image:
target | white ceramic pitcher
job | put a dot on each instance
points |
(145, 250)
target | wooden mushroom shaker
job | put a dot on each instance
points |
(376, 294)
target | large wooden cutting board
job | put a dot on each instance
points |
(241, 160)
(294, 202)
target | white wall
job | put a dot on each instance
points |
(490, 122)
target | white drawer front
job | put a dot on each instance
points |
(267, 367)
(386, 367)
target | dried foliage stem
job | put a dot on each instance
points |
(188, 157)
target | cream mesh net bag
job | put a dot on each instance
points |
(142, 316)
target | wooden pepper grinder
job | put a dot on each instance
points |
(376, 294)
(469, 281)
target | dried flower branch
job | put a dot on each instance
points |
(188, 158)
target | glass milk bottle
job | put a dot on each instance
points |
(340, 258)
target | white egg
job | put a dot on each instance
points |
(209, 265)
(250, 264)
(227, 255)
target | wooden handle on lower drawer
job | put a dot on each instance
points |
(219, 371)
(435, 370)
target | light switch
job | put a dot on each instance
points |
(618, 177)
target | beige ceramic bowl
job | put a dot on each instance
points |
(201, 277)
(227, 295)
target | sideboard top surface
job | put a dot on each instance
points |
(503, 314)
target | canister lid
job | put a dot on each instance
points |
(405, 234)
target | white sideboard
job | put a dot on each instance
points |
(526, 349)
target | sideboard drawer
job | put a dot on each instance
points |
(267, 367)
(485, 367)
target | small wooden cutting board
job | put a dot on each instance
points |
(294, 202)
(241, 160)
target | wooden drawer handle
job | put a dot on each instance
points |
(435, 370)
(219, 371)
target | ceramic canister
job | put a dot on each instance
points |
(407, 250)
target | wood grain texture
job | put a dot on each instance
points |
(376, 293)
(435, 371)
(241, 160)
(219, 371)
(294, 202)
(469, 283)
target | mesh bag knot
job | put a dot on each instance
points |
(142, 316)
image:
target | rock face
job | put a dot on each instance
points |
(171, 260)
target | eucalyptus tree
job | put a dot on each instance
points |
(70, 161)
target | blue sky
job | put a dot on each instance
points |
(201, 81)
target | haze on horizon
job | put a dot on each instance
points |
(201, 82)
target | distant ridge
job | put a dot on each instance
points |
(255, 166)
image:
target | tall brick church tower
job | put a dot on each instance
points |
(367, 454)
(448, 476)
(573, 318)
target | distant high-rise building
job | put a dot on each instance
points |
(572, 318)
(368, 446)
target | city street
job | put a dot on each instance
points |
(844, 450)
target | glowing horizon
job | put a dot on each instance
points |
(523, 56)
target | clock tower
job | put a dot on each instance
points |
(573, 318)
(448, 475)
══════
§ **Directions**:
Reproduce every one of the records above word for word, in their original order.

§ **Problem solution**:
image:
target | white ceramic pitcher
job | put a dot on each instance
points |
(145, 250)
target | wooden mushroom shaker
job | put a dot on each instance
points |
(376, 294)
target | large wooden cutting board
job | put a dot on each instance
points |
(241, 160)
(294, 202)
target | white wall
job | put a dot on each instance
points |
(490, 122)
target | white drawer front
job | put a dot on each instance
points |
(267, 367)
(386, 367)
target | dried foliage stem
job | put a dot on each instance
points |
(188, 157)
target | cream mesh net bag
job | put a dot on each instance
points |
(142, 316)
target | wooden pepper grinder
job | put a dot on each instance
points |
(376, 294)
(469, 281)
target | dried flower branch
job | put a dot on each instance
points |
(188, 158)
target | glass milk bottle
job | put a dot on each instance
points |
(340, 258)
target | white egg
job | put a dot on each instance
points |
(209, 265)
(250, 264)
(227, 255)
target | wooden handle on lower drawer
job | put a dot on each instance
points |
(219, 371)
(435, 370)
target | light switch
job | put a dot on each instance
points |
(618, 177)
target | beige ceramic bowl
job | put a dot on each instance
points |
(201, 277)
(227, 295)
target | sideboard top surface
job | put a dot on each instance
points |
(503, 314)
target | canister lid
job | put a dot on each instance
points |
(405, 234)
target | white sideboard
job | put a dot on each instance
points |
(526, 349)
target | sideboard drawer
job | put a dot on each instance
points |
(267, 367)
(485, 367)
target | small wooden cutting board
job | put a dot on each instance
points |
(294, 202)
(241, 160)
target | wooden drawer handle
job | put a dot on each instance
points |
(435, 370)
(219, 371)
target | ceramic canister
job | put a dot on each instance
points |
(407, 250)
target | wood grain texture
job | put a dot on each instance
points |
(376, 293)
(435, 371)
(241, 160)
(219, 371)
(294, 202)
(469, 283)
target | mesh bag knot
job | put a dot on each instance
points |
(142, 316)
image:
target | rock face
job | put a dot on each instance
points |
(171, 260)
target | eucalyptus tree
job | put a dot on each instance
points |
(70, 161)
target | blue sky
job | put a dot on each instance
points |
(201, 81)
target | haze on horizon
job | put a dot on each instance
points |
(201, 82)
target | distant ridge
job | put a dot on each instance
points |
(255, 166)
image:
target | tall brick church tower
job | put a dot on each instance
points |
(367, 454)
(448, 476)
(573, 318)
target | distant high-rise building
job | put a dot on each instance
points |
(572, 318)
(368, 446)
target | city street
job | put a dot on each instance
points |
(844, 450)
target | glowing horizon
job | put a dot on each instance
points |
(523, 56)
target | clock tower
job | put a dot on each instance
points |
(573, 318)
(448, 475)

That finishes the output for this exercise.